- [WHAT IS ASKED]:
Reproduce the rows below word for word, starting at the line that contains "Can you find the eye" and continuing through the final row, with both ends included.

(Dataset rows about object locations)

- - - -

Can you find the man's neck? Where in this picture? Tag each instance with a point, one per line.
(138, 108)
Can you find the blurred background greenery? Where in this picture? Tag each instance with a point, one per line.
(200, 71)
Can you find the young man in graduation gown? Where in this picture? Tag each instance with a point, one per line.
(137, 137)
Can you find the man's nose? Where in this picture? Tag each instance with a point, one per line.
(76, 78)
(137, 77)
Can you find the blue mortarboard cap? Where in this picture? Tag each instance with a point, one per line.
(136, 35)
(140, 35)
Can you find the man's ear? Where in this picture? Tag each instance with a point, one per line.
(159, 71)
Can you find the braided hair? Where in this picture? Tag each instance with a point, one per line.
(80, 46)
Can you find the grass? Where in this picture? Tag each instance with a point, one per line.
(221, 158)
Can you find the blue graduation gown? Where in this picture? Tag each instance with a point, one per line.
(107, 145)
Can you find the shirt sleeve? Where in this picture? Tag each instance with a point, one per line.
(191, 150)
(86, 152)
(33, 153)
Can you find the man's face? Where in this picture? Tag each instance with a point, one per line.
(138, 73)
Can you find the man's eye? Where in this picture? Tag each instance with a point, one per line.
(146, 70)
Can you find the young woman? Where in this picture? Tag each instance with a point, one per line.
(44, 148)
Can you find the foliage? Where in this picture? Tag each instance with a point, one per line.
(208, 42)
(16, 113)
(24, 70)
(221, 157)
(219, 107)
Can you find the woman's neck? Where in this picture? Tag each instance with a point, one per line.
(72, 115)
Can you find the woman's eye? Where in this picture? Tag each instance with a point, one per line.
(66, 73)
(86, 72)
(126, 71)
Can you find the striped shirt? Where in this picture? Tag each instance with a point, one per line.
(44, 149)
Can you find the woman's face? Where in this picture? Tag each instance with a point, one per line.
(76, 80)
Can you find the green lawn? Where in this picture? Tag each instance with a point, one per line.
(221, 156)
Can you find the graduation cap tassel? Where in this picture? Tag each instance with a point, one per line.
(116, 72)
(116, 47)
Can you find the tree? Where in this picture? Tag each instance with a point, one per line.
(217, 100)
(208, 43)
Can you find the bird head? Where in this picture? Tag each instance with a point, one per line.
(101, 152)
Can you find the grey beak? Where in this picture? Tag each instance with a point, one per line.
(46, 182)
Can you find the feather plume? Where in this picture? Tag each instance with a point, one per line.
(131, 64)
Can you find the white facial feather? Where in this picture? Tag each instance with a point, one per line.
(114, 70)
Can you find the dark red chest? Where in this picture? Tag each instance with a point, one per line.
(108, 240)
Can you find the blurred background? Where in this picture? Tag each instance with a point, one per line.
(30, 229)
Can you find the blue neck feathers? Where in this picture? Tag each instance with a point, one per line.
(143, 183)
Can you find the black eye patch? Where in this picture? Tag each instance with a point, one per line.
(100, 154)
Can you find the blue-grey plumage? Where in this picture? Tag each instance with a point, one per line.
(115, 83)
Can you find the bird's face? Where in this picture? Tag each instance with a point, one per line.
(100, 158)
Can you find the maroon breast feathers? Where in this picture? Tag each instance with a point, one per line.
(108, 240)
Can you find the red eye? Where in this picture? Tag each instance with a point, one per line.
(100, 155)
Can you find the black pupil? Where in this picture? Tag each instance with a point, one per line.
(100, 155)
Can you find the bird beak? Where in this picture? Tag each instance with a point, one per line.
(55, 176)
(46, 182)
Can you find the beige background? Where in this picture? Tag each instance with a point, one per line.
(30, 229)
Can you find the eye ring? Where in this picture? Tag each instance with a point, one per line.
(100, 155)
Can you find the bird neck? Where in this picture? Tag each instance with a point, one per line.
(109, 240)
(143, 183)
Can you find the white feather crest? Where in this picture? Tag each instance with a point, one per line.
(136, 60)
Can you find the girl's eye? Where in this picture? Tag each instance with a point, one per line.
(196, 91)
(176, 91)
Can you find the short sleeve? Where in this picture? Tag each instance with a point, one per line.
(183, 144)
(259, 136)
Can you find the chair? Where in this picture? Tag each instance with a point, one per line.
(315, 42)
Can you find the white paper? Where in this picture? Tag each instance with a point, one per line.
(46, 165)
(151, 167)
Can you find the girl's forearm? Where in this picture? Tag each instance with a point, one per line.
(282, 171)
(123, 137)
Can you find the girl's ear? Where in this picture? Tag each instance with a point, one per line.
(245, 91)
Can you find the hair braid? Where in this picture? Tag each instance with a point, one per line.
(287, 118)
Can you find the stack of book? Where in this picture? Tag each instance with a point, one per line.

- - - -

- [SOLUTION TO THE EXERCISE]:
Can you find the eye ring? Where in this picture? Tag each instance with a point, one per line.
(100, 155)
Can you find the bird neck? Where in this picture? Tag each instance with a point, one per line.
(109, 240)
(143, 183)
Can you find the white feather crest? Where in this picture? Tag each instance with a point, one per line.
(136, 60)
Can you find the girl's eye? Where in this picture? Tag each instance with a point, one per line.
(196, 91)
(176, 91)
Can you find the short sleeve? Where in this picture? Tag each instance with a point, one per line.
(183, 144)
(259, 136)
Can you find the chair? Where in this picture? Tag each instance with a point, one per line.
(315, 42)
Can you find the white paper? Where in this picture? Tag each instance with a point, one per line.
(46, 165)
(151, 167)
Can you find the girl's forearm? Where in this picture? Tag each instance with a point, one per line.
(282, 171)
(123, 137)
Can you find the girl's ear? Where in this picture? Tag each instance with a point, one per line.
(245, 91)
Can you find the hair braid? Where in this picture? Tag each instance with a point, one per line.
(287, 118)
Can you find the stack of book? Where in this picture? Tag each instance with a point, one per line.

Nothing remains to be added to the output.